■ Exercise task: Arrange the records from the line containing "target: concrete slab" through the end of the records as a Markdown table with the columns Row and Line, numbering each row and leaving out blank lines. Omit the pictures from your answer.

Dataset excerpt
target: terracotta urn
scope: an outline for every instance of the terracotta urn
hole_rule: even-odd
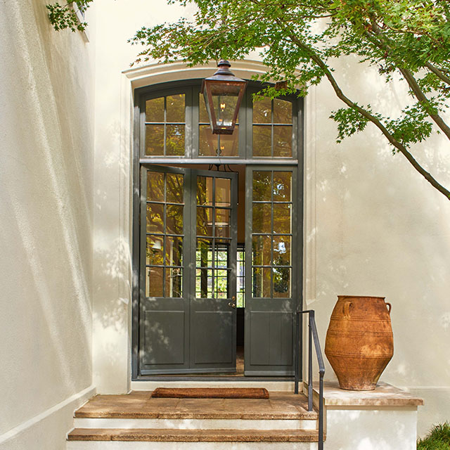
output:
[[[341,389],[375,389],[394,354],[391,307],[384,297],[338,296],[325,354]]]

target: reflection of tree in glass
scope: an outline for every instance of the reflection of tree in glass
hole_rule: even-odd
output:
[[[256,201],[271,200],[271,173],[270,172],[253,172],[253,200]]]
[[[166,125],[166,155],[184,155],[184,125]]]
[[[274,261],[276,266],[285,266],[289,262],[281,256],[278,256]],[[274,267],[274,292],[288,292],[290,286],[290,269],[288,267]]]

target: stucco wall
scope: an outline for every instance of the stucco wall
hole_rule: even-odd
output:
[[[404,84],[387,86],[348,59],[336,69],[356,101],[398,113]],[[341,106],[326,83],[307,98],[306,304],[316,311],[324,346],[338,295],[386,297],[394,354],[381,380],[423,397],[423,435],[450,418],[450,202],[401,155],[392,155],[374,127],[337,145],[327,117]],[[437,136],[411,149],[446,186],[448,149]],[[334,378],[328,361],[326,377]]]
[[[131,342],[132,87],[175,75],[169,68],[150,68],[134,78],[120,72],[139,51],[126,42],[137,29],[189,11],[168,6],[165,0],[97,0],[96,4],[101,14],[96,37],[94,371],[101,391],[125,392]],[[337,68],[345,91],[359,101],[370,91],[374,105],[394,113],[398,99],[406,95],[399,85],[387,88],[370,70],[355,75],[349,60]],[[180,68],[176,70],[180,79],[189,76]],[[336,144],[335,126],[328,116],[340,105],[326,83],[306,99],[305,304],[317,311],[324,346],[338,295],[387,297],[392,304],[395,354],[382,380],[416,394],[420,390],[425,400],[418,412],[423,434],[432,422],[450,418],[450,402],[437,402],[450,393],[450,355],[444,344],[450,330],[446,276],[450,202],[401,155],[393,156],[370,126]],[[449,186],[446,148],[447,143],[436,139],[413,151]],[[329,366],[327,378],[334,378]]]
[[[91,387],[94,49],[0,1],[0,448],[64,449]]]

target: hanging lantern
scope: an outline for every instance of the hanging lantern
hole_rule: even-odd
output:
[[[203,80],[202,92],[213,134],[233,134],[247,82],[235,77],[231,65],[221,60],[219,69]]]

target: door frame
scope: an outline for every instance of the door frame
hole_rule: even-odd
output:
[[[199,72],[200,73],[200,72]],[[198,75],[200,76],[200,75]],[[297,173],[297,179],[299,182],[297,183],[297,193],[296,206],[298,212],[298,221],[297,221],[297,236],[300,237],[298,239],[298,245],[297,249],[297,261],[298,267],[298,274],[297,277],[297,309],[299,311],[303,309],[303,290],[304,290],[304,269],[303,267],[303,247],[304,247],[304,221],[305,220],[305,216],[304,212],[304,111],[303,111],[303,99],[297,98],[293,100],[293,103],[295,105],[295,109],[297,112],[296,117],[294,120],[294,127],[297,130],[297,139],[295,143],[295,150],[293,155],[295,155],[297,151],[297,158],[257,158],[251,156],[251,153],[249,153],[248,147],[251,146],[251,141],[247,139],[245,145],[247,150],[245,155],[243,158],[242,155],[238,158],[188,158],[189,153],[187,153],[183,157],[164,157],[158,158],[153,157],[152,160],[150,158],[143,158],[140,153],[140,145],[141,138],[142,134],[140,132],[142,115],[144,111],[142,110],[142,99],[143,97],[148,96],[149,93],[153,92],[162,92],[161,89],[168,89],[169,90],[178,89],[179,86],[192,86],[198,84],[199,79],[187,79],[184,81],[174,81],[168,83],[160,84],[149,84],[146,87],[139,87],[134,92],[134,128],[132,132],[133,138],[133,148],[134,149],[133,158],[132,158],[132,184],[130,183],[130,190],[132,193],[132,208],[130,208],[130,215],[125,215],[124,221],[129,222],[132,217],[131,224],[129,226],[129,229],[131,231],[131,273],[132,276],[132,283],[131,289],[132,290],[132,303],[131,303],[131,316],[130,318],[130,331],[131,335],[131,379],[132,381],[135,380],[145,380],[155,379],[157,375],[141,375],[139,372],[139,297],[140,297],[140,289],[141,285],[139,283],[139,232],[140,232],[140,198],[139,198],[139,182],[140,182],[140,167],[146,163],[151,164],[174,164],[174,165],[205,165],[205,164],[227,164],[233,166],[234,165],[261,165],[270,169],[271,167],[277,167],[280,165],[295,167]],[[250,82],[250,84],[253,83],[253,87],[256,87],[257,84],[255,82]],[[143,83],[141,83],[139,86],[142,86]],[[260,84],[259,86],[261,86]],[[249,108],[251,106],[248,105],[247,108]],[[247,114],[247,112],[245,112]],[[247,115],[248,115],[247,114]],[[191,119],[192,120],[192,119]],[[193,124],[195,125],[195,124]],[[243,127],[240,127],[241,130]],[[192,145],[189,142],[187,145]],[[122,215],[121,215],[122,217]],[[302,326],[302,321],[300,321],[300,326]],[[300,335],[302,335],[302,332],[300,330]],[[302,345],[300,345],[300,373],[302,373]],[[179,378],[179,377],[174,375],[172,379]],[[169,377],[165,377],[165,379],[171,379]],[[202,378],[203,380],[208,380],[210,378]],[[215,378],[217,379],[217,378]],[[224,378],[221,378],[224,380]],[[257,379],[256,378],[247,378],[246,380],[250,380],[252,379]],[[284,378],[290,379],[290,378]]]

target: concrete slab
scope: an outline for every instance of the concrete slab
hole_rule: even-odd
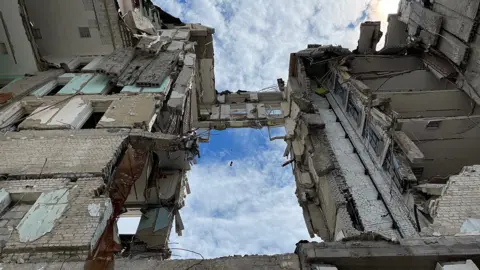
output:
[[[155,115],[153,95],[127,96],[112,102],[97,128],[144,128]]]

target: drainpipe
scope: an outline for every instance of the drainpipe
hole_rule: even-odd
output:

■ Problem solution:
| Row | Line |
|---|---|
| 1 | target: concrete slab |
| 2 | scope: an outline for every instance of the concrete slab |
| 3 | hole_rule: even-odd |
| 4 | output: |
| 5 | [[[155,115],[153,95],[127,96],[112,102],[97,128],[144,128]]] |
| 6 | target: drainpipe |
| 7 | scope: an outline for every instance of the drainpipe |
| 8 | hole_rule: even-odd |
| 9 | output: |